# Text block
March 26, 2020

‘Ice Storm’ a study in detachment> Characters afloat, afraid of facing their realities

“The Ice Storm”

Directed by Ang Lee. Screenplay by James Schamus, based on the novel by Rick Moody. Running time: 112 minutes. Rated R (for language, drug use, sexuality and adult content). Nightly, Jan. 26-29, Railroad Square Cinema, Waterville.

Flat on her back with her lover, Ben Hood (Kevin Kline), having his way with her, Sigourney Weaver’s character, Janey Carver, doesn’t look as if she’s having a good time. Indeed, Janey looks as bored and as emotionally removed as Ben’s young daughter, Wendy (Christina Ricci), who is also flat on her back with Janey’s prepubescent son Sandy (Adam Hynd-Byrd), each of whom have never had sex, yet who incredibly seem detached from the act, as if their minds are elsewhere.

# Listed entries
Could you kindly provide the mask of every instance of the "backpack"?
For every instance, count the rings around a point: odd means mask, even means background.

...

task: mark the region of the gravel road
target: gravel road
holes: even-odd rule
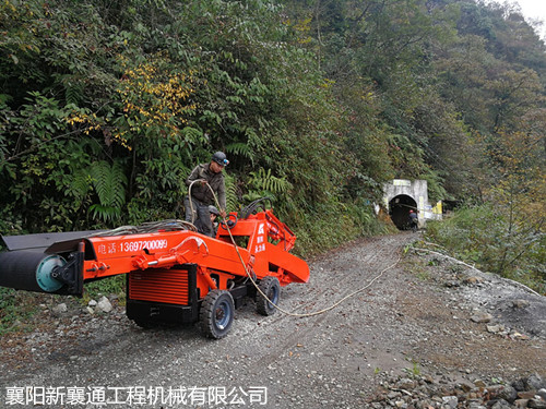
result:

# Exercises
1. According to the review of "The Ice Storm" above, what is the film's running time?
2. Write a continuation of the review of "The Ice Storm", picking up after its final sentence.

# Solved tasks
1. 112 minutes.

2.
Which, of course, is the point. Everyone in Ang Lee’s excellent drama about 1970s suburbanites in New Canaan, Conn., is emotionally bankrupt, coldly removed from reality, morally afloat, afraid of the truth, and mired in the pseudo-intellectual dogma of the time.

The film focuses on a period in our culture when suburban, middle-class families tried to play catch-up with the groundbreaking sexual revolution of the late 1960s. The problem? These people are not revolutionaries. Thus, when they gather at parties to swap partners, drink and do drugs in an effort to anesthetize their own ridiculousness, or willingly put their lives at risk during a terrible ice storm, they seem at once shocked and rattled when they are slapped with the tragic repercussions of their own reckless behavior: Someone dies.

Lee’s film is about soulless individuals in desperate need of depth. They read Philip Roth on waterbeds, steal meaningless kisses at the deep end of an empty pool, and bring their teen-age sons to sex parties because it’s the latest naughty thing to do.

Lee strings a wealth of deeper issues throughout his film, but the Hoods and the Carvers are incapable of dealing with those issues. Why? Because in their emotional timidity and immaturity, they seem determined to live their lives solely on the surface, where things appear relatively safe and manageable — even while their lives are crumbling around them.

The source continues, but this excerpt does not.